Records to use Start Marker
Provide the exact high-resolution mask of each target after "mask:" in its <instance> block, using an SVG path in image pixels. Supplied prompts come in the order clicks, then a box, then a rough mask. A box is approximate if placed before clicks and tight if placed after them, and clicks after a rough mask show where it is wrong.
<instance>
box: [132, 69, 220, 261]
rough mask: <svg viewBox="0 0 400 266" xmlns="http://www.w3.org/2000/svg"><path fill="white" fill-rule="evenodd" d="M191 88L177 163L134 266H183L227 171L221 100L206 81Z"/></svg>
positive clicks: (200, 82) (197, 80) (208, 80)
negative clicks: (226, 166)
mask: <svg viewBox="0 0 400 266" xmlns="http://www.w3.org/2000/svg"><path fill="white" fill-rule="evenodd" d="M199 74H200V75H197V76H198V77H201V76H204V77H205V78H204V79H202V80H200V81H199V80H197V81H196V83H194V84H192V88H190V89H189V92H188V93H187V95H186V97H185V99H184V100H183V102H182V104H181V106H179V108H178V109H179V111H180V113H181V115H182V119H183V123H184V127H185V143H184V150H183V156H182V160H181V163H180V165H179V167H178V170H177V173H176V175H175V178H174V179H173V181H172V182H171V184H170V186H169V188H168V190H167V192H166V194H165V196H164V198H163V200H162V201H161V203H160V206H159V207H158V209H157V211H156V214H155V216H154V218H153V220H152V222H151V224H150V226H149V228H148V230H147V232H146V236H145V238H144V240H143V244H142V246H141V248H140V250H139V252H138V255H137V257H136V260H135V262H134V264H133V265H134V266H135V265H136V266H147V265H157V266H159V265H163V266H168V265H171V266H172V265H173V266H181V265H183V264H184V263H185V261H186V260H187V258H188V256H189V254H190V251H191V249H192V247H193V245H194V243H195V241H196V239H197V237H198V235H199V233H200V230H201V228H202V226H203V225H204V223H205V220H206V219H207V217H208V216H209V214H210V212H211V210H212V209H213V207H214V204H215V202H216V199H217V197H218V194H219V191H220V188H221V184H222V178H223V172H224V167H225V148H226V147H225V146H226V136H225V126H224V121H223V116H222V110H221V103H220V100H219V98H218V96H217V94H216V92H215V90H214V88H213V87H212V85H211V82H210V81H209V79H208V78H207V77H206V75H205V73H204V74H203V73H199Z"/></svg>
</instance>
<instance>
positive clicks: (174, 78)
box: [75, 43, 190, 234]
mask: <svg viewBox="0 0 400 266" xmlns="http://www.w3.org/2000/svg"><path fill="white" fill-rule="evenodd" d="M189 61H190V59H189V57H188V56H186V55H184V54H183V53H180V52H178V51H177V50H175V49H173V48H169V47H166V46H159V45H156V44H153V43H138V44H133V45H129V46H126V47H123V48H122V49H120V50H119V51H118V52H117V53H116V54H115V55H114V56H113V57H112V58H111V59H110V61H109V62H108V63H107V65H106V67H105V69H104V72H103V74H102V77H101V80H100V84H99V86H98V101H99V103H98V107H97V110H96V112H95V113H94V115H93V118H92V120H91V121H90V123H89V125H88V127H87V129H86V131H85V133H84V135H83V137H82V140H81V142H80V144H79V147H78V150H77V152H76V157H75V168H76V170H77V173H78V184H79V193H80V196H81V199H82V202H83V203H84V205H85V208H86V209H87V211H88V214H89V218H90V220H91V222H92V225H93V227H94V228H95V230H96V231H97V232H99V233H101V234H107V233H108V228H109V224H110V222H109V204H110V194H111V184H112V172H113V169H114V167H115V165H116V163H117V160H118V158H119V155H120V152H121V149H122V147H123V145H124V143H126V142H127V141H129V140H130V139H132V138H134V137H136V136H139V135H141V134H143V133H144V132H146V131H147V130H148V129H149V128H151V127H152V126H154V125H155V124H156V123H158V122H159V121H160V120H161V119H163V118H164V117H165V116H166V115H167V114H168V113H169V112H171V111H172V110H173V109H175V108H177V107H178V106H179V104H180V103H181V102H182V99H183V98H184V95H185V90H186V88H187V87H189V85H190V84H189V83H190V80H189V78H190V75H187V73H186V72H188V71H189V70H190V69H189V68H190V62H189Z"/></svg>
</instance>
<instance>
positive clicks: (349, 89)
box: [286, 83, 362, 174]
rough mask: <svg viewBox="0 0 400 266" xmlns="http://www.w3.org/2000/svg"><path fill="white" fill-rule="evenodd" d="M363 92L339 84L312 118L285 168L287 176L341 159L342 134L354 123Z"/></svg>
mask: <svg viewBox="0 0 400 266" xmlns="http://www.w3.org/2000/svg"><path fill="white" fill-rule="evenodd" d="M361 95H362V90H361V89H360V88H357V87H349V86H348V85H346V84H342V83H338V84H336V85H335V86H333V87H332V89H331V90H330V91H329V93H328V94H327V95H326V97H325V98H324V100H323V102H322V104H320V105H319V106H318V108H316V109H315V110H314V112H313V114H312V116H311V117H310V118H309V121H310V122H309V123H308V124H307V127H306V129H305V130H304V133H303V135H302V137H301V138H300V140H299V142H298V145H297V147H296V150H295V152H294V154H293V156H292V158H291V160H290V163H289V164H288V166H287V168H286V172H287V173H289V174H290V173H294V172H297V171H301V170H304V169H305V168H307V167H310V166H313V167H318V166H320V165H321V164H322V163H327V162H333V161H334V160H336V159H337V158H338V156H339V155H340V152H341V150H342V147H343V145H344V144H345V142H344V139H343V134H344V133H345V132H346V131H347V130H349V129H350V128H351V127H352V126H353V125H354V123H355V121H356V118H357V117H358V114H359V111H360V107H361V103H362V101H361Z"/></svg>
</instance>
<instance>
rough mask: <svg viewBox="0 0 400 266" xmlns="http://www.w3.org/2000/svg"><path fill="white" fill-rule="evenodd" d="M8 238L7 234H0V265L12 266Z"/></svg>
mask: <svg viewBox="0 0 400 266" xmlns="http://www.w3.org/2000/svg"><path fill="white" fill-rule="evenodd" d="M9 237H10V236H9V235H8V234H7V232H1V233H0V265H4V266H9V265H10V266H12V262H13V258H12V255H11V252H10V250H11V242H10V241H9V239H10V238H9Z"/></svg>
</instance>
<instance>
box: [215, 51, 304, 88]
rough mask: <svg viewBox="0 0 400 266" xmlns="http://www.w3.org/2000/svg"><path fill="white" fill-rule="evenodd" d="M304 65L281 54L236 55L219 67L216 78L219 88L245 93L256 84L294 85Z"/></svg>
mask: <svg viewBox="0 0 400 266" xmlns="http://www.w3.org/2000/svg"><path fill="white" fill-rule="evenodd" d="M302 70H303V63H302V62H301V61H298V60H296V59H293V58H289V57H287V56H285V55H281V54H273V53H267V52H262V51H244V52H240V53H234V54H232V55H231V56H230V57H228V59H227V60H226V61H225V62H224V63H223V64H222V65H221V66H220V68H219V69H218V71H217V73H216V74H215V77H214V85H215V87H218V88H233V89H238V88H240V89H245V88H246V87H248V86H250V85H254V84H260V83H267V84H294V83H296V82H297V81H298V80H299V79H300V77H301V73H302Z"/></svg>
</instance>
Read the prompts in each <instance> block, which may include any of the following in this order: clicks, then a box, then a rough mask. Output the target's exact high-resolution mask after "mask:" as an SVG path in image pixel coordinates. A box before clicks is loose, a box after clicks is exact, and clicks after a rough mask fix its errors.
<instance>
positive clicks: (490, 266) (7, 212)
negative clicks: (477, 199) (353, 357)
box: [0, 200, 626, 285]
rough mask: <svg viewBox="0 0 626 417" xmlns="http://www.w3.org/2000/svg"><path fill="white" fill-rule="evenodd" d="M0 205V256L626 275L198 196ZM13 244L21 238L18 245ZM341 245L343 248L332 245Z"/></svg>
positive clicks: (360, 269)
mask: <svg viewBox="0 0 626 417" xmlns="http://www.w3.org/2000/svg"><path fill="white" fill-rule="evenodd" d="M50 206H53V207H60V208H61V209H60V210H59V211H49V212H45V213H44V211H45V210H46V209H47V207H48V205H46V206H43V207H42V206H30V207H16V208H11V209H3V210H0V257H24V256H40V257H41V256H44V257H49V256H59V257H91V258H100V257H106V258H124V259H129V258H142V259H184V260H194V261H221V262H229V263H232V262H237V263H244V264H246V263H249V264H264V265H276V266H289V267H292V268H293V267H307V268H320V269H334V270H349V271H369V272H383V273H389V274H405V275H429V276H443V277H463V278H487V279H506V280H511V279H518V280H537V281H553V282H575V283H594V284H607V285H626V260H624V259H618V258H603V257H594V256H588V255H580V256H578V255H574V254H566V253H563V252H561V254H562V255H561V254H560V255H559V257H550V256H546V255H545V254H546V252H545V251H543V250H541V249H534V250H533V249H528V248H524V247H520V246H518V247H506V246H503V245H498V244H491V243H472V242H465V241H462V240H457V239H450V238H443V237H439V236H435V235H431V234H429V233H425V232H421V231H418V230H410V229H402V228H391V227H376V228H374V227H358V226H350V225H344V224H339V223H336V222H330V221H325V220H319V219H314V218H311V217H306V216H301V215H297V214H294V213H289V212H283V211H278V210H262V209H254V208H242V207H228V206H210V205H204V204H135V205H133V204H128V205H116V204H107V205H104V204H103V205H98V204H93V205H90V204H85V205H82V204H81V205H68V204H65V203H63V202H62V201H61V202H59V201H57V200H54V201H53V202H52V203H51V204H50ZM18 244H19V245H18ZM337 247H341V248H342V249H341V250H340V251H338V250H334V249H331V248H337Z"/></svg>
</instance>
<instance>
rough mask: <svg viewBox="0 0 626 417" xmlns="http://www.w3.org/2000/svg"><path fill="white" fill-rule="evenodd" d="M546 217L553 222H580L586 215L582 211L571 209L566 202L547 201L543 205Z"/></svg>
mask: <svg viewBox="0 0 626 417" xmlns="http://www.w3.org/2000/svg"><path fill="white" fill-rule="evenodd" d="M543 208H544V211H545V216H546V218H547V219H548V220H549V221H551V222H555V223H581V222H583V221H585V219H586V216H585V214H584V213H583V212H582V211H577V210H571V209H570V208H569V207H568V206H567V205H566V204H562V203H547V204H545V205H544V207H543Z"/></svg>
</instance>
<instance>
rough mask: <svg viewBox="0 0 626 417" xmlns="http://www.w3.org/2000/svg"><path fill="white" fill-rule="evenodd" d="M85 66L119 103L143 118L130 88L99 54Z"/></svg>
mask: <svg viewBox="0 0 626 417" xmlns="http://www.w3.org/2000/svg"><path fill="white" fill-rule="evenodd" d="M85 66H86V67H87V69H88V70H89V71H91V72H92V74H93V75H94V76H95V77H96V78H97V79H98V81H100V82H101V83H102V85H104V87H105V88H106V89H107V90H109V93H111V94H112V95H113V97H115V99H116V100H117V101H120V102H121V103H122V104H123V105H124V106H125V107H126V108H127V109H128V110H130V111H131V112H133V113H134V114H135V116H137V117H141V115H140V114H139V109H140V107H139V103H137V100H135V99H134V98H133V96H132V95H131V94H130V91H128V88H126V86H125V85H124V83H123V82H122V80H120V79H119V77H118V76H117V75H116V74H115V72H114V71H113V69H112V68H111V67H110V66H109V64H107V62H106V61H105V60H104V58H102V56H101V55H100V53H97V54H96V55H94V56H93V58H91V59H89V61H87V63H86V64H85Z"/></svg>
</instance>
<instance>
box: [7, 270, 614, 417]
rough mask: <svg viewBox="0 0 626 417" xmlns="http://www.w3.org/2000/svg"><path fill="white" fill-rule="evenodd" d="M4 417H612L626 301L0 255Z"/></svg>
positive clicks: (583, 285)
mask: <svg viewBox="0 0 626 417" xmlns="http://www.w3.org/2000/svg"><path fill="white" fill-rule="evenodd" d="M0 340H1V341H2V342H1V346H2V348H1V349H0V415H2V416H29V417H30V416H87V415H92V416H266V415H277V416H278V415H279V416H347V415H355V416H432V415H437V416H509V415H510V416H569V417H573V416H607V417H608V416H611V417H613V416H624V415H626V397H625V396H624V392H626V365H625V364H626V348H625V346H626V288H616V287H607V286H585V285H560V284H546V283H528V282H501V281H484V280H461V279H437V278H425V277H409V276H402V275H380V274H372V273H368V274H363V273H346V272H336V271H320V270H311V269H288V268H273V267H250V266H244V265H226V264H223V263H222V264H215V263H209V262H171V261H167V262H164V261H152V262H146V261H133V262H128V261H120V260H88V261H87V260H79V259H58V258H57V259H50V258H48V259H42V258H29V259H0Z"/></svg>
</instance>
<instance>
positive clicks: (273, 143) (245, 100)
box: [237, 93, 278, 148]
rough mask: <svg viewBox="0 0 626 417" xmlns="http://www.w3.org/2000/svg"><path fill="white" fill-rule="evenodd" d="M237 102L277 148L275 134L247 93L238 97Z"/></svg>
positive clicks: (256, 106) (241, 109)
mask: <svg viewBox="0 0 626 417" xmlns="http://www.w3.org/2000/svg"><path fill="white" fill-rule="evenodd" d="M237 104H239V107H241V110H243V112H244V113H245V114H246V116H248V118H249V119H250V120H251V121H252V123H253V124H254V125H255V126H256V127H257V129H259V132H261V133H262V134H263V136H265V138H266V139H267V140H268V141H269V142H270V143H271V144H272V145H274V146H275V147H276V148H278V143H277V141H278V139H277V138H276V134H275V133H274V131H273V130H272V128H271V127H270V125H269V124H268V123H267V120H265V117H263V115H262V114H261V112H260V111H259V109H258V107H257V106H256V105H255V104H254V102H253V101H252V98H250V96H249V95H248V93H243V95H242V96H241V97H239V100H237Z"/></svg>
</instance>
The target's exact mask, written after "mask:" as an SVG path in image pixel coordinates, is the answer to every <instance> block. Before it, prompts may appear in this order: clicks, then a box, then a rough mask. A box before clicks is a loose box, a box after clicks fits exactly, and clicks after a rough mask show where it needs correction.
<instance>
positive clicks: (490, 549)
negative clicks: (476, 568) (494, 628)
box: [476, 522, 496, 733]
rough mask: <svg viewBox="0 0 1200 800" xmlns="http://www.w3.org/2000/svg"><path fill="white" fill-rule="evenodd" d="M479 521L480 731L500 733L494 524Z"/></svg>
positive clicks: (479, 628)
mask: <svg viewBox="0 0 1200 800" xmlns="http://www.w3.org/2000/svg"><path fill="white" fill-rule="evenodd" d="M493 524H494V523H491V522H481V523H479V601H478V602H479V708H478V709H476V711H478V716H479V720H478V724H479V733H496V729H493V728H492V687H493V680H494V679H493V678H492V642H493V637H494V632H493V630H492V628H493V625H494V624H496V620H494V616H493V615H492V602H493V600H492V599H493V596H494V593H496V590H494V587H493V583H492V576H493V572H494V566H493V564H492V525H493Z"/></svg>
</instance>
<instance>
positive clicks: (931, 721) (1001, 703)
Records to use End Marker
Work required —
Put the lines from the one containing "102L277 148L275 134L247" through the last of the rows into a JSON list of strings, one string per line and no blank lines.

Task output —
[
  "rough mask: <svg viewBox=\"0 0 626 417\" xmlns=\"http://www.w3.org/2000/svg\"><path fill=\"white\" fill-rule=\"evenodd\" d=\"M237 102L277 148L275 134L247 93L238 97Z\"/></svg>",
  "positive clicks: (256, 106) (241, 109)",
  "mask: <svg viewBox=\"0 0 626 417\" xmlns=\"http://www.w3.org/2000/svg\"><path fill=\"white\" fill-rule=\"evenodd\" d=\"M237 104H239V107H241V110H243V112H244V113H245V114H246V116H248V118H249V119H250V120H251V121H252V123H253V124H254V125H255V126H256V127H257V129H259V132H261V133H262V134H263V136H265V138H266V139H267V140H268V141H269V142H270V143H271V144H272V145H274V146H275V147H276V148H278V143H277V141H278V139H277V138H276V134H275V133H274V131H273V130H272V128H271V127H270V125H269V124H268V123H267V120H265V117H263V115H262V114H261V112H260V111H259V109H258V107H257V106H256V105H255V104H254V102H253V101H252V98H250V96H249V95H248V93H243V95H242V96H241V97H239V100H237Z\"/></svg>",
  "</instance>",
  "The target's exact mask, written after \"mask:\" as an SVG path in image pixel coordinates, is the answer to every <instance> block. Before it, prompts may appear in this order: clicks, then a box, then a rough mask. A box before clicks is a loose box, a box after clicks fits exactly, and clicks after a rough mask show where it needs correction.",
  "<instance>",
  "positive clicks: (490, 549)",
  "negative clicks: (476, 568) (494, 628)",
  "box: [476, 522, 496, 733]",
  "rough mask: <svg viewBox=\"0 0 1200 800\" xmlns=\"http://www.w3.org/2000/svg\"><path fill=\"white\" fill-rule=\"evenodd\" d=\"M479 521L480 731L500 733L494 524Z\"/></svg>",
  "positive clicks: (479, 628)",
  "mask: <svg viewBox=\"0 0 1200 800\" xmlns=\"http://www.w3.org/2000/svg\"><path fill=\"white\" fill-rule=\"evenodd\" d=\"M493 524H494V523H491V522H481V523H479V601H478V602H479V708H478V709H476V711H478V716H479V720H478V724H479V733H496V729H493V728H492V687H493V680H494V679H493V678H492V642H493V637H494V632H493V630H492V628H493V625H494V624H496V620H494V616H493V615H492V602H493V600H492V599H493V596H494V593H496V590H494V587H493V583H492V576H493V572H494V566H493V564H492V525H493Z\"/></svg>",
  "</instance>",
  "<instance>",
  "positive clicks: (931, 721) (1001, 703)"
]